- Task directions: Pull out every line in the items below that contains the word "slope", and copy each of those lines in full.

— BEGIN —

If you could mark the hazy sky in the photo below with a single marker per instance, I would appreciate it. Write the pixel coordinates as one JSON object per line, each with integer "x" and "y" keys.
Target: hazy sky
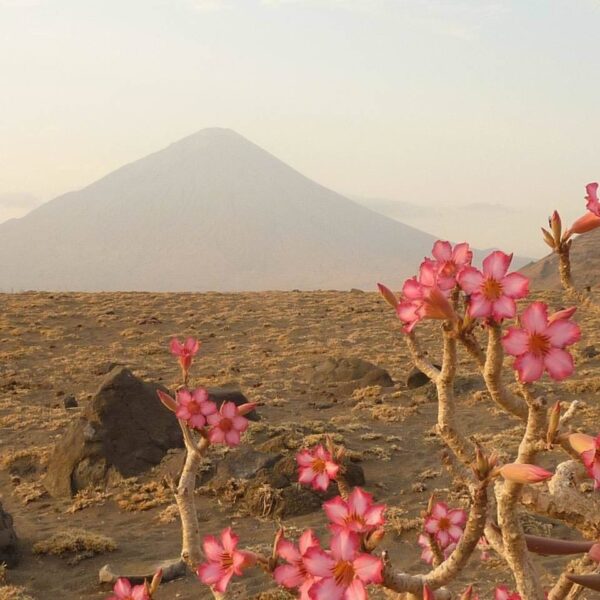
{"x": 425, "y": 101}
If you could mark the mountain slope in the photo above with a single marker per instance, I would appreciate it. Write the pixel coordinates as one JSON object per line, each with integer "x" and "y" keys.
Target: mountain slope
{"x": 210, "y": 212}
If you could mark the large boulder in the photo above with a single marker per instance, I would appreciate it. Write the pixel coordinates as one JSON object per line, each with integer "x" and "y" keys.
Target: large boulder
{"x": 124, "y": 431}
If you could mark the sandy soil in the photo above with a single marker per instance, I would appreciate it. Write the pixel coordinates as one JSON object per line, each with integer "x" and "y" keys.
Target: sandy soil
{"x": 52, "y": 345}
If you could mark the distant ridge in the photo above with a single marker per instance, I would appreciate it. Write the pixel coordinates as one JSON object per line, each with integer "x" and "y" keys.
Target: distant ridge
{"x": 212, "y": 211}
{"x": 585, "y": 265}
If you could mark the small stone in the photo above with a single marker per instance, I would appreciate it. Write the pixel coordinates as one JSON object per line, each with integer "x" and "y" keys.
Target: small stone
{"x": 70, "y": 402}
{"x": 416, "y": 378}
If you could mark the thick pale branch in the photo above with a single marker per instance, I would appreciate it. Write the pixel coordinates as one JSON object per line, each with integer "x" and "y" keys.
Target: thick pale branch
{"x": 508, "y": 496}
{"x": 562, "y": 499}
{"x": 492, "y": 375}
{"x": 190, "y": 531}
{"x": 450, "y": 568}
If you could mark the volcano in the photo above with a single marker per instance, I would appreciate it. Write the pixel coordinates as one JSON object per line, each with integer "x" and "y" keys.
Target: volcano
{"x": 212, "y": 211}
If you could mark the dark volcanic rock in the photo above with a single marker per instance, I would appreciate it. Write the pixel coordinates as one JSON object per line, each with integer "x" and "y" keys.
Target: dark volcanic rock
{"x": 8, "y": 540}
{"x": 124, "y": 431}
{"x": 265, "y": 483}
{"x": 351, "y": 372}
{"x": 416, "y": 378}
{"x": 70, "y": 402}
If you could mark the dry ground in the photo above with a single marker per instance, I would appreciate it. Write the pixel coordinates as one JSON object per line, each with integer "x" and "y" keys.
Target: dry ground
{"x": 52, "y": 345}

— END —
— BEGIN —

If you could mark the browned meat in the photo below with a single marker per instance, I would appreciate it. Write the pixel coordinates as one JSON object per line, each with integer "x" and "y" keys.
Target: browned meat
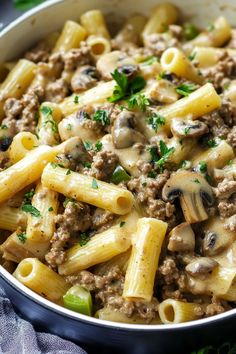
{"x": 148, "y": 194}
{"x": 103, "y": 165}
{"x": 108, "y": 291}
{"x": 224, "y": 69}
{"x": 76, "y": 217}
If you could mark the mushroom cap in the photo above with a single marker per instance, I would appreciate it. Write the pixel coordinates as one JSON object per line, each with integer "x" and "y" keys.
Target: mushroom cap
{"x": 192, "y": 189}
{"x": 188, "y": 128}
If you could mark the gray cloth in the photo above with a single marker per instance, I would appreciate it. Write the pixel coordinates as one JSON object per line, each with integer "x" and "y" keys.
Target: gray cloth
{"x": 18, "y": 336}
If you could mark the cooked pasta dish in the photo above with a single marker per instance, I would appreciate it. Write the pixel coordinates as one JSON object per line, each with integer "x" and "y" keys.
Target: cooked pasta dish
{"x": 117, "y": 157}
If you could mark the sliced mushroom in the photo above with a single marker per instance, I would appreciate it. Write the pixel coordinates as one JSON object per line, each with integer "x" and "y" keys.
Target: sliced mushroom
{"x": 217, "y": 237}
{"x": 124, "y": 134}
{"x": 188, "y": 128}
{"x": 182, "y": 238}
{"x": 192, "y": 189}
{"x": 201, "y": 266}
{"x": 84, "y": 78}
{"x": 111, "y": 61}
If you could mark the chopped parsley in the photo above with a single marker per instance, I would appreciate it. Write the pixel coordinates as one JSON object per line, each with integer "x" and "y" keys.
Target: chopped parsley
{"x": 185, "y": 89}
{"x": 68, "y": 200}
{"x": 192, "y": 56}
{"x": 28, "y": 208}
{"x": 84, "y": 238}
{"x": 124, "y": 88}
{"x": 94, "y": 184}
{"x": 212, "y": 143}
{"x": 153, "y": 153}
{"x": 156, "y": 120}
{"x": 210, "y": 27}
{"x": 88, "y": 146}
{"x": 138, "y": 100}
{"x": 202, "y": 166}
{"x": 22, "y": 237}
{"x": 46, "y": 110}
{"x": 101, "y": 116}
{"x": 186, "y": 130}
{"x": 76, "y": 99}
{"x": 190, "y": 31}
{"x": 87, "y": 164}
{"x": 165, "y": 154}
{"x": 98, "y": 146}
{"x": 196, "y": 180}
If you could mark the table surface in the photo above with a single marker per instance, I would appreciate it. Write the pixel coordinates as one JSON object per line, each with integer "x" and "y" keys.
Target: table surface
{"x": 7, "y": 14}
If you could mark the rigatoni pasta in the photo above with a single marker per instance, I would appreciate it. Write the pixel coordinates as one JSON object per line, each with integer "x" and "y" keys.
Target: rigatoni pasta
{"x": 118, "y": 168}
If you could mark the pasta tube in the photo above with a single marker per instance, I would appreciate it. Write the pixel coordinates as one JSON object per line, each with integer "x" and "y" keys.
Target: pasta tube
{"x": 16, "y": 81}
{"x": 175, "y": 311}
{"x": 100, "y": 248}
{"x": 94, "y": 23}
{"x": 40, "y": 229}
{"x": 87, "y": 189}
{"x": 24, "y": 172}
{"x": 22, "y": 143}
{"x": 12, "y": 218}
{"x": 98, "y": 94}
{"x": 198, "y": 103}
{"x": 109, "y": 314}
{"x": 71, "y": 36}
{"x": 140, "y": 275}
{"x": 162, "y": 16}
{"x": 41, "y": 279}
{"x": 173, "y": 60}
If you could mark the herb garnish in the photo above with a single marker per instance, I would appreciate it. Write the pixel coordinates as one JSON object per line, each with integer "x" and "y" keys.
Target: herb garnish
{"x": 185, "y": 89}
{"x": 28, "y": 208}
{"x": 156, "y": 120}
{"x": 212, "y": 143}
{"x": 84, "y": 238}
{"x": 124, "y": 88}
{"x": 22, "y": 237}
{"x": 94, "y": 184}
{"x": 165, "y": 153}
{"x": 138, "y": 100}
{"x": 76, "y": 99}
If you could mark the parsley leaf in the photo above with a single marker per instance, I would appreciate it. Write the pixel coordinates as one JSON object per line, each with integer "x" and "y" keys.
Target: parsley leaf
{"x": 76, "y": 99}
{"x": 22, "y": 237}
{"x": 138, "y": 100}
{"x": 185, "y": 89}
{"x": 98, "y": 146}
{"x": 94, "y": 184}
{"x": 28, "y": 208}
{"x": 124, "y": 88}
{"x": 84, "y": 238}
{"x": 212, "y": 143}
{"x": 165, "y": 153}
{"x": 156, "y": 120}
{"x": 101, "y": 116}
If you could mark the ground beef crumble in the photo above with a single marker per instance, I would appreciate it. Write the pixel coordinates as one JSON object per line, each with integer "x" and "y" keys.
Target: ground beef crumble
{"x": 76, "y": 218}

— END —

- The response:
If you could mark the mountain slope in the photo above with a single marker per instance, I would appreciate it. Write the pixel coordinates as one JSON object per line, each with integer "x" and "y" keys.
Target: mountain slope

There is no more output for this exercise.